As described in EXP time stepping, the Hamilton equations are solved by a kick-drift-kick version of the time-centered leapfrog algorithm. In principle, time evolution could (and perhaps should) be defined by an evolution operator class. This may be done for a future version of EXP. At present, the time evolution is driven by a calls to the ComponentContainer instance to evaluate the accelerations.

Overall organization of the code

The main() routine is defined in src/expand.cc. In essence, the main() calls three subroutines:

  1. begin_run(): this code initializes the three key container objects:

  • The ComponentContainer will hold phase-space and force definitions for each distinct component. For example, a three-dimensional flattened disk or an approximately spherical halo along with its associated force would each be represented by a particular Container instance. The begin_run() routine instantiates particular phase-space components as defined in the YAML configuration and adds them to the ComponentContainer.

  • The ExternalCollection defines force methods that are applied to phase space components but are not defined by components. For example, an external force, such as an analytic tidal field, would be instantiated as a member of the ExternalCollection. This collection may have zero members.

  • The OutputContainer keeps a collection of procedures that may operate on each component or specific components in the ComponentContainer at some time step frequency defined by the parameter specification for each Output method. These are specified for construction in the YAML configuration.

  1. do_step() inside of its time-step loop. do_step implements the kick-drift-kick leapfrog time-integration algorithm described in multistep.

  2. clean_up() calls the OutputContainer run method one last time, and then deletes the three container instances defined by begin_run().

Parallel usage

EXP is designed to use MPI for internode communication and parallelization and POSIX threads (pthreads) and OpenMP for intranode parallelization. Although MPI can be used exclusively, without multiple threads per process by starting one process for every core on each node, basis tables and other data will be duplicated by these heavy weight processes. This may lead to poor allocation of memory resources and out-of-core conditions. By using multiple threads per process on compute nodes with multiple cores, the storage internal arrays and tables will not be duplicated.

> **Data**:
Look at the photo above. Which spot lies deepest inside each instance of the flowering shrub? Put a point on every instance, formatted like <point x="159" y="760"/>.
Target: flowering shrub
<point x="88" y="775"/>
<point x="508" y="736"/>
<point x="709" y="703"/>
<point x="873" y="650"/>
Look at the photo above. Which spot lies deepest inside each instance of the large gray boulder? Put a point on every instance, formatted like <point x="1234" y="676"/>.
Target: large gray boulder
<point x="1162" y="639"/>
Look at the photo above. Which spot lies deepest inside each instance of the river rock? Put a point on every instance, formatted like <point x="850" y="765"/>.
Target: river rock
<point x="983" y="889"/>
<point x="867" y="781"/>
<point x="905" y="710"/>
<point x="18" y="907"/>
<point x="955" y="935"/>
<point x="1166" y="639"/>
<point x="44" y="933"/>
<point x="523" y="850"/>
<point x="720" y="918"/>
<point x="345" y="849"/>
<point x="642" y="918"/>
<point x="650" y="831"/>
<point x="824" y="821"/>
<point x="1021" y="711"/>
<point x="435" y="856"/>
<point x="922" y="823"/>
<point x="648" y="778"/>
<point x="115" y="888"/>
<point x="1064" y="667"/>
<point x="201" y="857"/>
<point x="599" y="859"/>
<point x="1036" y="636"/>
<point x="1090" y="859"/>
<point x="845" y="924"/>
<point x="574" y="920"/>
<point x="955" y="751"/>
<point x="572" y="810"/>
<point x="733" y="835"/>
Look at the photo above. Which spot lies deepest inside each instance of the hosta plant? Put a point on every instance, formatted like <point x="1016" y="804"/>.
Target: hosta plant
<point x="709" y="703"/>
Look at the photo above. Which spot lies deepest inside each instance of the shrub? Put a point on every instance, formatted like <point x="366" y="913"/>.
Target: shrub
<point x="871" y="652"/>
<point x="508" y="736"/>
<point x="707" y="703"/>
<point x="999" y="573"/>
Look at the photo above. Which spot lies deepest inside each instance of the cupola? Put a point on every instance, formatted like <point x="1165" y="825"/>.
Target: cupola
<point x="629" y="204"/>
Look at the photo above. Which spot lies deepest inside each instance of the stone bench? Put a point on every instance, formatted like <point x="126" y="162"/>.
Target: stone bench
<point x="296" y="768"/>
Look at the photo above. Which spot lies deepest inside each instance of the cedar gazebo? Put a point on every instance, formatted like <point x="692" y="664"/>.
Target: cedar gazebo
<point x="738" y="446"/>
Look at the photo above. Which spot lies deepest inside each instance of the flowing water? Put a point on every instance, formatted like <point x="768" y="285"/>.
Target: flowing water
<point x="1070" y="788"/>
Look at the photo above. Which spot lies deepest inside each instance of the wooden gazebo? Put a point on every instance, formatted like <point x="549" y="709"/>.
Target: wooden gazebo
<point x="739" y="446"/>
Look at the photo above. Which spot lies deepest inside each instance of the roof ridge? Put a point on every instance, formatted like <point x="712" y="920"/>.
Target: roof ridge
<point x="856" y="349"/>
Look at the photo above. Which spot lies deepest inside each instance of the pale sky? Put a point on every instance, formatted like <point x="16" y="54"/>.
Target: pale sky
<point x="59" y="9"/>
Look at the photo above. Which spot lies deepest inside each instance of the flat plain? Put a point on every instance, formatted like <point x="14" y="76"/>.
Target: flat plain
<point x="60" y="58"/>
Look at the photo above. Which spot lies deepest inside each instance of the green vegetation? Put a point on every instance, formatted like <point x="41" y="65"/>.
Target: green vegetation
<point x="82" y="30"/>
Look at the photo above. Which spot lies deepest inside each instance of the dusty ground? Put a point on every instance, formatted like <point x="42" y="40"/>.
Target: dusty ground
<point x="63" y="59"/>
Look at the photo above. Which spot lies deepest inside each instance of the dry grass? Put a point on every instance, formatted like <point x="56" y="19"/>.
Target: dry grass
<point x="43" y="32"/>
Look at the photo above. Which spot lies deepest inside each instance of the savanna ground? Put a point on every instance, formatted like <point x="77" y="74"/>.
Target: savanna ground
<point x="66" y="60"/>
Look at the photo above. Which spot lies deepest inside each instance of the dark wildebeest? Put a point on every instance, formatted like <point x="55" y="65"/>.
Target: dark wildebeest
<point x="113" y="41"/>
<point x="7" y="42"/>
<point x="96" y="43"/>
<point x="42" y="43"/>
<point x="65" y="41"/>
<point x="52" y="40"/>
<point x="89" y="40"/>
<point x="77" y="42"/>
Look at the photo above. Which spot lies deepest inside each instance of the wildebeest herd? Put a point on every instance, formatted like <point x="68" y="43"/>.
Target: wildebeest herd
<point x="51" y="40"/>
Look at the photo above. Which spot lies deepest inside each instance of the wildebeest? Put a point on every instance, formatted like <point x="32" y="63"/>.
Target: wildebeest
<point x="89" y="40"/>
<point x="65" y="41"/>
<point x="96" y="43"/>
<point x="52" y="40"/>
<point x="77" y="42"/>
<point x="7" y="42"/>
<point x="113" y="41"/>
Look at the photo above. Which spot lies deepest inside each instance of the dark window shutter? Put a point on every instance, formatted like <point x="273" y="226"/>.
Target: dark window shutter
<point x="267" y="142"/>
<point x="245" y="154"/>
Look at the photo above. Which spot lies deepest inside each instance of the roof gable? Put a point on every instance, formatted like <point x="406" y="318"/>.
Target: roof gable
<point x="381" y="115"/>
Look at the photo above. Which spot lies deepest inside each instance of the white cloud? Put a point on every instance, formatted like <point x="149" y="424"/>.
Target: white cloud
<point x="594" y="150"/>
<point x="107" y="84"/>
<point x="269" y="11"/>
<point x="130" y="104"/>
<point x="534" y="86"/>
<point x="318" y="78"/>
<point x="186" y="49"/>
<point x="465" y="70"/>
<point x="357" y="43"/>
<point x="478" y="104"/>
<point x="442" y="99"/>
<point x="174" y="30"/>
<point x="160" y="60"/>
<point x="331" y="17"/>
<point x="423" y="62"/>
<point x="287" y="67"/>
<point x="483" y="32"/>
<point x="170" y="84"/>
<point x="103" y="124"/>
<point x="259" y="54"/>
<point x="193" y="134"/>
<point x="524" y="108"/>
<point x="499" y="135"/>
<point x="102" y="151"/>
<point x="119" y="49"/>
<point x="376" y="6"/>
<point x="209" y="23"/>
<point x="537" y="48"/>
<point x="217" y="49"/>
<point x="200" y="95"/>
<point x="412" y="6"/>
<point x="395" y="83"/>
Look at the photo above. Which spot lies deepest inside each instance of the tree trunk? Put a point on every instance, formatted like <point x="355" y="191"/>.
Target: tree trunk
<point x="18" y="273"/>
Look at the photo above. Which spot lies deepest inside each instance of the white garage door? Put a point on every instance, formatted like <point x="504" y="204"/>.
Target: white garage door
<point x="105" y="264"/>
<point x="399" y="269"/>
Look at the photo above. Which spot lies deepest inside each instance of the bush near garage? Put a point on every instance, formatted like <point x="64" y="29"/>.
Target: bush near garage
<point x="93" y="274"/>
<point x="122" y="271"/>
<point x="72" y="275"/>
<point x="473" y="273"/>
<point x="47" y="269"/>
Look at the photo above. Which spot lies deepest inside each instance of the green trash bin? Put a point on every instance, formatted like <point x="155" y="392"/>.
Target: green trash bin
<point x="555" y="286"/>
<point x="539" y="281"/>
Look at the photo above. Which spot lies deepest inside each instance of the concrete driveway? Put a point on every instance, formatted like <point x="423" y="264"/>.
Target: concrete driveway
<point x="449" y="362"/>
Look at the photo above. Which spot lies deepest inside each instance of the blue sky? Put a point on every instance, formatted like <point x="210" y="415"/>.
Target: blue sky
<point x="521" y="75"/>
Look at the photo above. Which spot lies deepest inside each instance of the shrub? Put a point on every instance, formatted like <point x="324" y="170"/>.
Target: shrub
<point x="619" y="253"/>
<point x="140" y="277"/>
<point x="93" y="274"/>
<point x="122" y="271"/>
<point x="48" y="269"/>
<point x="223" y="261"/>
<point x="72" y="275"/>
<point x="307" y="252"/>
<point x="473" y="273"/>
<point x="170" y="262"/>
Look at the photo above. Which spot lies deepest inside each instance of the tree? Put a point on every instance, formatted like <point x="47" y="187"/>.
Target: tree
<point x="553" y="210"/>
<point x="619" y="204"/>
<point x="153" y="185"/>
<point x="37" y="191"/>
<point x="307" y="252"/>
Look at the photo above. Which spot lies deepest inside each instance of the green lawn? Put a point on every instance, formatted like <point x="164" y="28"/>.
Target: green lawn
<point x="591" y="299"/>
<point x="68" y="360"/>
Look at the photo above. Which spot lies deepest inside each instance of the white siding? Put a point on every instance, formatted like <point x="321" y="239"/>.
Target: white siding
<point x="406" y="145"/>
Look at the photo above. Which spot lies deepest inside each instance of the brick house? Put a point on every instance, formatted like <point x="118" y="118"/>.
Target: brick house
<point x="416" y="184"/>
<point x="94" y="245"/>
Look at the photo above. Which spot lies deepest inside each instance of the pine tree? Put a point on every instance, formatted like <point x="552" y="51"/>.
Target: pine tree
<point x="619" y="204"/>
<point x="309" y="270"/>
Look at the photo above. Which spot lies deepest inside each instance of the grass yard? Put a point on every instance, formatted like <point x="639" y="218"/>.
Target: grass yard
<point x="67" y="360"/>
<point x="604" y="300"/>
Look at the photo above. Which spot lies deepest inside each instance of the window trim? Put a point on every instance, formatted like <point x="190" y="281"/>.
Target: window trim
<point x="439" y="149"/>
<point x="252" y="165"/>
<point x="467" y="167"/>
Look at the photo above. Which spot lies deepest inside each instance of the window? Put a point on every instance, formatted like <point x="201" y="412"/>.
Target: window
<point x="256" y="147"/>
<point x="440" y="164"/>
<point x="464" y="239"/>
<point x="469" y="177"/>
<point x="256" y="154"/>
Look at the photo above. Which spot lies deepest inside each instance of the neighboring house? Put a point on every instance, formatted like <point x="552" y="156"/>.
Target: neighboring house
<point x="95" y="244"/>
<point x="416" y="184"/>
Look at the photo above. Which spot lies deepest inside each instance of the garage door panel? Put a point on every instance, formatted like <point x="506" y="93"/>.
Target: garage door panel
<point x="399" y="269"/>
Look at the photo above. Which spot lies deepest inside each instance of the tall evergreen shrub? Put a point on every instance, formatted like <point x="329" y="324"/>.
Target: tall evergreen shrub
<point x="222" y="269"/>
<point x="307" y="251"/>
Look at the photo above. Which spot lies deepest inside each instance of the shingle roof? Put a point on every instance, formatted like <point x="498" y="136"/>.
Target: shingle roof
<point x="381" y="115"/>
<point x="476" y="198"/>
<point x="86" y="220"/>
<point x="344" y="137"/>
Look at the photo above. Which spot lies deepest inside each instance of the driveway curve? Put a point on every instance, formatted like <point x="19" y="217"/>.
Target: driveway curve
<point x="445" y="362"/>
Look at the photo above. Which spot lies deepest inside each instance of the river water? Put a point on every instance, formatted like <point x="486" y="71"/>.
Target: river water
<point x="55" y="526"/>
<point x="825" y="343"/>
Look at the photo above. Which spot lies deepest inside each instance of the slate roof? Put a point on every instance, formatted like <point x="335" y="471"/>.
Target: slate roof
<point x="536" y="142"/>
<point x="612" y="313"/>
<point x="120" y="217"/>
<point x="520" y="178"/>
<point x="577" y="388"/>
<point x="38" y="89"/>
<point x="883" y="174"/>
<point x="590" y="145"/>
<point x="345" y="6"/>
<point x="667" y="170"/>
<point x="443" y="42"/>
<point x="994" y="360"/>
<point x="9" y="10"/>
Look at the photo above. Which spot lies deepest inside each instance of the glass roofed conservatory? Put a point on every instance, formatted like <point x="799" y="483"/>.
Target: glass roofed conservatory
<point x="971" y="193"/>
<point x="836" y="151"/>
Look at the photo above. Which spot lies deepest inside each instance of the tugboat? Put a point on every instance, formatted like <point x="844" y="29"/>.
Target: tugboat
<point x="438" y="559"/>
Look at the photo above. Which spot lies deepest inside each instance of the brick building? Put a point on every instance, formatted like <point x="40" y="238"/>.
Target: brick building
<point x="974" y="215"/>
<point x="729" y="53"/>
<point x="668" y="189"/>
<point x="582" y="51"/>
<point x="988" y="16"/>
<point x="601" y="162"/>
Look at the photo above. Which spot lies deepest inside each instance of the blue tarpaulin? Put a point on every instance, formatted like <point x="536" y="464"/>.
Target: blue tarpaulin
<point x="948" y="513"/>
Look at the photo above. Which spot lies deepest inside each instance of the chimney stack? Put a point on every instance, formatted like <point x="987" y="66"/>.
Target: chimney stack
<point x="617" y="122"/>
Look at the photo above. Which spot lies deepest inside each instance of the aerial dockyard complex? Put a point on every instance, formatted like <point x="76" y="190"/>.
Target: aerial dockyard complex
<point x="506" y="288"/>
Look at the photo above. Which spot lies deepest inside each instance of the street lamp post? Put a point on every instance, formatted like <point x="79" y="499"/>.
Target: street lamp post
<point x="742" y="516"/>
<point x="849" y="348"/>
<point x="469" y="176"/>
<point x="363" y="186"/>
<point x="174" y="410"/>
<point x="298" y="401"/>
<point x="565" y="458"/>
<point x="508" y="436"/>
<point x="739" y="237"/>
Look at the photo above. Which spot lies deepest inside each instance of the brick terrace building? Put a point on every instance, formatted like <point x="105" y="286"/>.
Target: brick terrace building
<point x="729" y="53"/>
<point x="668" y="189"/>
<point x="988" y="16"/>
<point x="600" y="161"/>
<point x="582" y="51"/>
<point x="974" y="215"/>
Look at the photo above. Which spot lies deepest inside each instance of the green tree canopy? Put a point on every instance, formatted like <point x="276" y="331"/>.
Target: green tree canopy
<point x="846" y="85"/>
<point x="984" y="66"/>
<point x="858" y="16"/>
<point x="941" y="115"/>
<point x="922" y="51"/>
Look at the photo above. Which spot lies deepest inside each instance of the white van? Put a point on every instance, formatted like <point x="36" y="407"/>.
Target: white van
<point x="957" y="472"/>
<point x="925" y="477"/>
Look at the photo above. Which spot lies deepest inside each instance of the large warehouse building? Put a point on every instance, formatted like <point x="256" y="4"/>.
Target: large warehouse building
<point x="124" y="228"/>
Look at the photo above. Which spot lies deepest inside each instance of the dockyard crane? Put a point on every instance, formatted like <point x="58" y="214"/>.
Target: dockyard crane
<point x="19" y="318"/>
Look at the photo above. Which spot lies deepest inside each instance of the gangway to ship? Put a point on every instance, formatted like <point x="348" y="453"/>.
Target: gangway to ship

> **Objectives**:
- 1) In the EXP code overview, which source file defines the main() routine?
- 2) Reproduce the part of the EXP code overview starting at "The main() routine" and ending at "have zero members.", word for word.

> **Results in order**:
- 1) src/expand.cc

- 2)
The main() routine is defined in src/expand.cc. In essence, the main() calls three subroutines:

  1. begin_run(): this code initializes the three key container objects:

  • The ComponentContainer will hold phase-space and force definitions for each distinct component. For example, a three-dimensional flattened disk or an approximately spherical halo along with its associated force would each be represented by a particular Container instance. The begin_run() routine instantiates particular phase-space components as defined in the YAML configuration and adds them to the ComponentContainer.

  • The ExternalCollection defines force methods that are applied to phase space components but are not defined by components. For example, an external force, such as an analytic tidal field, would be instantiated as a member of the ExternalCollection. This collection may have zero members.